> BLOCO DE TEXTO:
_ _ _ _ _

Sim, você está certo, nós ainda não construímos uma
sociedade comunista. Não é fácil construir tal sociedade. Você provavelmente
está ciente da diferença entre uma sociedade socialista e uma comunista. Numa
sociedade socialista algumas desigualdades na propriedade ainda existem. Mas
numa sociedade socialista não há mais desemprego, não há mais exploração, nem
opressão das nacionalidades. Numa sociedade socialista todos são obrigados a
trabalhar, apesar de não receber, como pagamento por seu trabalho, de acordo com
as suas necessidades, mas sim de acordo com a quantidade e a qualidade do seu
trabalho. Isso é a razão de os salários e, além disso, os salários desiguais,
ainda existirem. Apenas quando conseguirmos criar um sistema sob o qual, em
retorno por seu trabalho, as pessoas receberem da sociedade não de acordo com a
quantidade e a qualidade do seu trabalho, mas de acordo com as suas
necessidades, será possível dizer que construímos uma sociedade
comunista.
Você diz que para construir nossa sociedade
socialista nós sacrificamos a liberdade individual e passamos por privações. A
sua pergunta sugere que a sociedade socialista nega a liberdade individual. Isso
não é verdade. Claro, para construir algo novo uma pessoa precisa economizar,
acumular recursos, reduzir o consumo por algum tempo e pegar emprestado de
outras pessoas. Se uma pessoa quer construir uma casa ela economiza dinheiro,
corta algumas despesas por um tempo, pois de outra forma a casa nunca seria
construída. E quanto mais isso não se aplica quando se trata de construir uma
nova sociedade humana? Nós tivemos que reduzir as despesas por um tempo, coletar
os recursos necessários e empregar um grande esforço. Isso é exatamente o que
nós fizemos e assim construímos uma sociedade socialista.
Mas nós não construímos essa sociedade para
restringir a liberdade pessoal mas sim para que o indivíduo possa se sentir
realmente livre. Nós o construímos por causa da verdadeira liberdade individual,
liberdade sem aspas. É difícil pra mim imaginar que "liberdade pessoal" é
desfrutada por uma pessoa desempregada, que quase passa fome e não pode
encontrar emprego. A verdadeira liberdade só pode existir onde a exploração foi
realmente abolida, onde não há opressão de uns pelos outros, onde um homem não é
assombrado pelo medo de amanhã estar sem trabalho, sem casa e sem pão. Apenas em
tal sociedade a liberdade pessoal e qualquer outro tipo de liberdade possível
são reais, não apenas de papel.

_ _ _ _ _

> LISTAGEM:
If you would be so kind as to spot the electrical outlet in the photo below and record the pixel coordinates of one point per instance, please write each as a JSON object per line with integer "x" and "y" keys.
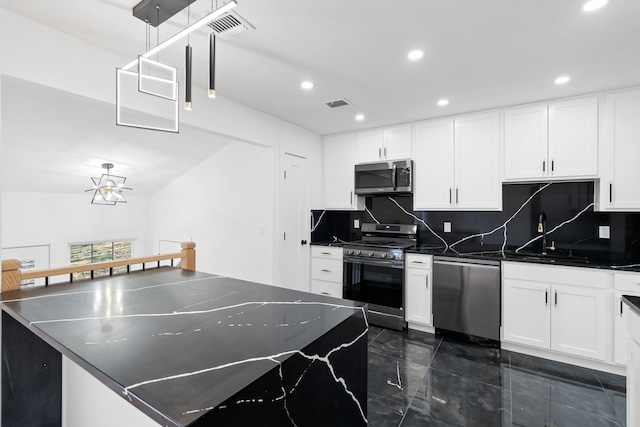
{"x": 604, "y": 232}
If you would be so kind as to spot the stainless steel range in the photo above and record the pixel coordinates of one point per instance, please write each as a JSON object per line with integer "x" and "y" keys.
{"x": 374, "y": 271}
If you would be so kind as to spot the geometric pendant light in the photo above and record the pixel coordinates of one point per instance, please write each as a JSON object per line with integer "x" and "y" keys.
{"x": 108, "y": 189}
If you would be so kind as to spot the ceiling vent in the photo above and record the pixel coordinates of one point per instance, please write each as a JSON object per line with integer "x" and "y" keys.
{"x": 338, "y": 103}
{"x": 230, "y": 25}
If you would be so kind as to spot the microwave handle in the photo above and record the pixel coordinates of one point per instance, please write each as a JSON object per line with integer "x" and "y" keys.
{"x": 394, "y": 176}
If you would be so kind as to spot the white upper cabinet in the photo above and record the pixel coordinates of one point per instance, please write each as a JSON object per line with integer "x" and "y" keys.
{"x": 339, "y": 172}
{"x": 433, "y": 153}
{"x": 477, "y": 164}
{"x": 457, "y": 164}
{"x": 383, "y": 144}
{"x": 552, "y": 141}
{"x": 525, "y": 147}
{"x": 620, "y": 152}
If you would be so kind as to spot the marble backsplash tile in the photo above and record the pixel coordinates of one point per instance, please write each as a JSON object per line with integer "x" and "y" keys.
{"x": 571, "y": 223}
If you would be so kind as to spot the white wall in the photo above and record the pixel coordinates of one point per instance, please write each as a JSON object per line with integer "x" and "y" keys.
{"x": 58, "y": 220}
{"x": 226, "y": 205}
{"x": 48, "y": 57}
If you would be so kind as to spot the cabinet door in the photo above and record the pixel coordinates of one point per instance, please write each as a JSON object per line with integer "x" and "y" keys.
{"x": 525, "y": 143}
{"x": 433, "y": 165}
{"x": 619, "y": 187}
{"x": 369, "y": 145}
{"x": 573, "y": 138}
{"x": 397, "y": 143}
{"x": 526, "y": 317}
{"x": 621, "y": 311}
{"x": 418, "y": 296}
{"x": 578, "y": 321}
{"x": 477, "y": 162}
{"x": 339, "y": 172}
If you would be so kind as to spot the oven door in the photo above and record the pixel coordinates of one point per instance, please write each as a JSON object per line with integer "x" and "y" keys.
{"x": 380, "y": 284}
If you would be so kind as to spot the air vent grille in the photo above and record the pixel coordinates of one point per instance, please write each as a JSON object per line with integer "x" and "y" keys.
{"x": 338, "y": 103}
{"x": 230, "y": 25}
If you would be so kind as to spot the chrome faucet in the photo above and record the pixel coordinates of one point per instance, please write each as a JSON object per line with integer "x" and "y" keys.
{"x": 542, "y": 228}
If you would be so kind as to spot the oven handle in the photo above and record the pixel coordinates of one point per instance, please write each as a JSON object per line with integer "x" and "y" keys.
{"x": 399, "y": 264}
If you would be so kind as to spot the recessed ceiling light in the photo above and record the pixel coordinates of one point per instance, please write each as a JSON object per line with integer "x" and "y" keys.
{"x": 592, "y": 5}
{"x": 415, "y": 54}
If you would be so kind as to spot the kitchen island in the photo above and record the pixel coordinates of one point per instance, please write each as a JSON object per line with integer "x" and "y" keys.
{"x": 185, "y": 349}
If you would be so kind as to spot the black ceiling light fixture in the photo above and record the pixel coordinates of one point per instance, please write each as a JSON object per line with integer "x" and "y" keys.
{"x": 187, "y": 67}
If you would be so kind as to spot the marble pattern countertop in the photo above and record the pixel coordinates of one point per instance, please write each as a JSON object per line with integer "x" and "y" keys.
{"x": 158, "y": 336}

_ _ _ _ _

> ENUNCIADO DA TAREFA:
Responda às perguntas a seguir com base no texto sobre a sociedade socialista.
(a) Numa sociedade socialista, de acordo com o quê as pessoas recebem pelo seu trabalho?
(b) O que faz uma pessoa que quer construir uma casa?
(c) Onde a verdadeira liberdade pode existir?

> RESPOSTA ESPERADA:
(a) De acordo com a quantidade e a qualidade do seu trabalho.
(b) Economiza dinheiro e corta algumas despesas por um tempo.
(c) Onde a exploração foi realmente abolida, onde não há opressão de uns pelos outros e onde um homem não é assombrado pelo medo de amanhã estar sem trabalho, sem casa e sem pão.